(Saved entries)
-- Opening Marker --

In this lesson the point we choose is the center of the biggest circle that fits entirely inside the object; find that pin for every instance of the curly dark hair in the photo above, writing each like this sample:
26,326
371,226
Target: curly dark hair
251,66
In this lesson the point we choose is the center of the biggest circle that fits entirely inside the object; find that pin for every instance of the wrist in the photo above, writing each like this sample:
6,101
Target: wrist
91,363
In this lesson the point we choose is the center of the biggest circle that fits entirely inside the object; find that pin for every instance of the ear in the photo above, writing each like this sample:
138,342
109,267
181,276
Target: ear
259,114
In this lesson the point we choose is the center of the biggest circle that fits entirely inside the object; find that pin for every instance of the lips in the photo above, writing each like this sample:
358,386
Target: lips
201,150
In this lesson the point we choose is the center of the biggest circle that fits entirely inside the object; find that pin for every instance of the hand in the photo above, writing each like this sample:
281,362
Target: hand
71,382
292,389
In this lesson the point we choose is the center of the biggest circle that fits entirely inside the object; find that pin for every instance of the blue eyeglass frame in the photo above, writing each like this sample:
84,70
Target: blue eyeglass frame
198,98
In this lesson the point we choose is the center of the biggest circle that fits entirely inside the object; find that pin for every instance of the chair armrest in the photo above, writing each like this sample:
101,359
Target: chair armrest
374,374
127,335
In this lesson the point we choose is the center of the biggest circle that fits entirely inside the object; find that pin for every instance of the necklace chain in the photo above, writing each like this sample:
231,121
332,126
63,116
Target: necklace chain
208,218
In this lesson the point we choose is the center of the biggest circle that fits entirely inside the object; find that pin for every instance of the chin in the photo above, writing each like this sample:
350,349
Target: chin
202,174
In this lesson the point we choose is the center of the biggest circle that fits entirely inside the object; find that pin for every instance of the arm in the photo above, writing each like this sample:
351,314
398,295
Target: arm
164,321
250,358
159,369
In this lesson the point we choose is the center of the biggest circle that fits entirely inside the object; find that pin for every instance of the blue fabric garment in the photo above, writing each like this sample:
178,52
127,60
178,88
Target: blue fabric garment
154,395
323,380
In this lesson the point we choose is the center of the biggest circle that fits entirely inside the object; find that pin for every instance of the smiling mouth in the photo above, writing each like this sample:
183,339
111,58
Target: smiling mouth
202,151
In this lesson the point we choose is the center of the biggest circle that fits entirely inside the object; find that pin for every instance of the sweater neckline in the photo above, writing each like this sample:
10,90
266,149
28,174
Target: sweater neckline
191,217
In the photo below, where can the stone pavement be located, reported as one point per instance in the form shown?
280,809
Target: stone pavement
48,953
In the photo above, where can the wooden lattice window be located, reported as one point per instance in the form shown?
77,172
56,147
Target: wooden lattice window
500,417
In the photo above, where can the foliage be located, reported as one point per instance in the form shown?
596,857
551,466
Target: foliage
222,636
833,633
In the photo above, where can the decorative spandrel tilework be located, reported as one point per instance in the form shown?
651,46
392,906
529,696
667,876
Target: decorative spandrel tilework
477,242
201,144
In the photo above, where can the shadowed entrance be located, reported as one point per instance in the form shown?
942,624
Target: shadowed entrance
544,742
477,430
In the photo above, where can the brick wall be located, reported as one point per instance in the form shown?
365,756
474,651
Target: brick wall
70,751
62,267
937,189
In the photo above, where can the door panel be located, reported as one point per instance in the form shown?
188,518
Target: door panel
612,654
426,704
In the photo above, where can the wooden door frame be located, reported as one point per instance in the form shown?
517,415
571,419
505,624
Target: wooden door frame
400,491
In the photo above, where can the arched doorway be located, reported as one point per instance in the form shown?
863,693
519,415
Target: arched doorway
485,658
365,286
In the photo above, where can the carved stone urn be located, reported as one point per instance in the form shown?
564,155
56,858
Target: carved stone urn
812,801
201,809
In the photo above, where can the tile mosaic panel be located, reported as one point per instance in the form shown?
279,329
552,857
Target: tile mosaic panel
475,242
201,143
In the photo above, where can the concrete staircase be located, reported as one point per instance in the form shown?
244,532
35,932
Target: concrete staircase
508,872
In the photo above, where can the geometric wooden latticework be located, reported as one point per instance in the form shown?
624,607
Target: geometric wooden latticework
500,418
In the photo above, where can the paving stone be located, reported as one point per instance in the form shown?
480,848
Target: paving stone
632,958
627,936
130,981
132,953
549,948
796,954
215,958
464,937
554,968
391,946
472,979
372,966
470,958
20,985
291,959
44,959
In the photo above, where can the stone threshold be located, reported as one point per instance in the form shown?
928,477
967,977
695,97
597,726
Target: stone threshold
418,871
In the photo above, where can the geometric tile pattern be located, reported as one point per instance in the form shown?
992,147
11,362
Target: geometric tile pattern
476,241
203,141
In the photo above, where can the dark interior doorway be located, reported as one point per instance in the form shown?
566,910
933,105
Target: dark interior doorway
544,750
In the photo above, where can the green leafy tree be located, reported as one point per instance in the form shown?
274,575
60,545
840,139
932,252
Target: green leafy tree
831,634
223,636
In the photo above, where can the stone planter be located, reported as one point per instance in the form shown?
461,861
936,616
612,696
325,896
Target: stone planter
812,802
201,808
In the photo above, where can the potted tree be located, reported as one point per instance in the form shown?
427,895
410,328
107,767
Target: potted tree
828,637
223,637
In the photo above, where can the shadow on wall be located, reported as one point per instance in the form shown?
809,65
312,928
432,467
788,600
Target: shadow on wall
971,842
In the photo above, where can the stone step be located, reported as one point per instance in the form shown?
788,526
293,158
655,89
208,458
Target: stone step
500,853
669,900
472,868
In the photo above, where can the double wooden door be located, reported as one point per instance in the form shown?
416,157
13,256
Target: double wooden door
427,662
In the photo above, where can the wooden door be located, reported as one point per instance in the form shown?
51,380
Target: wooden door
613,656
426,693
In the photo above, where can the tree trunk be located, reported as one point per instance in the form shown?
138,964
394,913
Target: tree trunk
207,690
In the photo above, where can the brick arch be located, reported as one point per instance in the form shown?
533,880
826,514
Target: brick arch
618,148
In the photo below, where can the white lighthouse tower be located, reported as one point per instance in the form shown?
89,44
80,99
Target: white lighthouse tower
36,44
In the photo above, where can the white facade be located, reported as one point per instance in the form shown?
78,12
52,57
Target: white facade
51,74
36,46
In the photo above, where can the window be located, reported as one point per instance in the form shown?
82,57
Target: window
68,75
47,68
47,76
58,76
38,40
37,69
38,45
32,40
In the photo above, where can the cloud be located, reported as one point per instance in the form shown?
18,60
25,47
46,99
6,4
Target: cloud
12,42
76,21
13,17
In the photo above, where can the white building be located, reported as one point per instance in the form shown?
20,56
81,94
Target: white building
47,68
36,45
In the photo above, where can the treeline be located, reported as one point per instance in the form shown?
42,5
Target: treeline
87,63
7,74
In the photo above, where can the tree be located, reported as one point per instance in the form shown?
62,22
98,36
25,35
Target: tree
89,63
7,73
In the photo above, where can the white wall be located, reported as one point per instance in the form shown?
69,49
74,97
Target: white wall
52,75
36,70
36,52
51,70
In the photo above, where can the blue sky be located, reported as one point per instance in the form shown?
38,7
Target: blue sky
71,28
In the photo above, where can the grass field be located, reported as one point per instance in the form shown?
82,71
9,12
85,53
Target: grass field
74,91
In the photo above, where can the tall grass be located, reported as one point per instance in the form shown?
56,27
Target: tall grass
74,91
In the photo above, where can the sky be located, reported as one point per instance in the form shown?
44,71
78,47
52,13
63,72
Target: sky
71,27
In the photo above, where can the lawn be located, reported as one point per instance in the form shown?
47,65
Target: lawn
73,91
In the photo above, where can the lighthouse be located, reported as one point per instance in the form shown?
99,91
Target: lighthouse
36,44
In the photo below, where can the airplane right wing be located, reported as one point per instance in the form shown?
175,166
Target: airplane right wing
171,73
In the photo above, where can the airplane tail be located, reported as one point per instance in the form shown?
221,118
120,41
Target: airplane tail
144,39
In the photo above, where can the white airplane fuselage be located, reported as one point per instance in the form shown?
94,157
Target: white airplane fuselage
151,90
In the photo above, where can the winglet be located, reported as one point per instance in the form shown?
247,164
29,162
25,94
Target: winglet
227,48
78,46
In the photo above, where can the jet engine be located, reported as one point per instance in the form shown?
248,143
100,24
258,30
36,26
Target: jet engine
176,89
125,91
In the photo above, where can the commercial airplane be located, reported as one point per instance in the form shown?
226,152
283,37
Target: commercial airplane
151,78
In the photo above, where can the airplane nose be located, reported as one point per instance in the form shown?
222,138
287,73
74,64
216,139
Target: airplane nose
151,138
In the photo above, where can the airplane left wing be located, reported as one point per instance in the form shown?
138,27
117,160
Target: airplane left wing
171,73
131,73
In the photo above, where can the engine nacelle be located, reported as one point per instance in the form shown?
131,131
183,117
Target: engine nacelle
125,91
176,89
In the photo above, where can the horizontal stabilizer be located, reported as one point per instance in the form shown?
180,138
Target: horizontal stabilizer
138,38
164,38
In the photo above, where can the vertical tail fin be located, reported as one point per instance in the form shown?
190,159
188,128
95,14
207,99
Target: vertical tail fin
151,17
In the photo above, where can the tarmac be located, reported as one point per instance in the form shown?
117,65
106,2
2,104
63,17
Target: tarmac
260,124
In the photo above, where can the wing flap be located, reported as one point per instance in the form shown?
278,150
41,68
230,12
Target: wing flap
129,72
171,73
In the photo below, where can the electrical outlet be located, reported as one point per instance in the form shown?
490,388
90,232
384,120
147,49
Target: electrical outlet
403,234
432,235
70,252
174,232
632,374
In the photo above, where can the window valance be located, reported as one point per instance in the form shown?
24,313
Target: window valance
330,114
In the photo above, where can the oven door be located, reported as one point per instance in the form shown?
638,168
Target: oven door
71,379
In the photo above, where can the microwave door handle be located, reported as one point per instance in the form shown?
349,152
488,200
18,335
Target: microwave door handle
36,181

-- Closing Marker --

The problem: Starting at the line above that contains "Target: airplane right wing", write out each line exactly until the line that contains "In the photo above, where can the jet" has been written, and stop there.

Written solution:
Target: airplane right wing
171,73
In the photo above, where can the airplane tail be located, reported as one point per instance in the form shown?
221,118
120,41
Target: airplane tail
144,39
In the photo above, where can the white airplane fuselage be located, reported as one point per instance in the form shown?
94,157
Target: white airplane fuselage
151,90
In the photo above, where can the winglet be located, reported as one point per instance in the form shown?
247,164
29,162
25,94
Target: winglet
227,48
78,46
In the photo above, where can the jet engine be located, reported as one point per instance in the form shown?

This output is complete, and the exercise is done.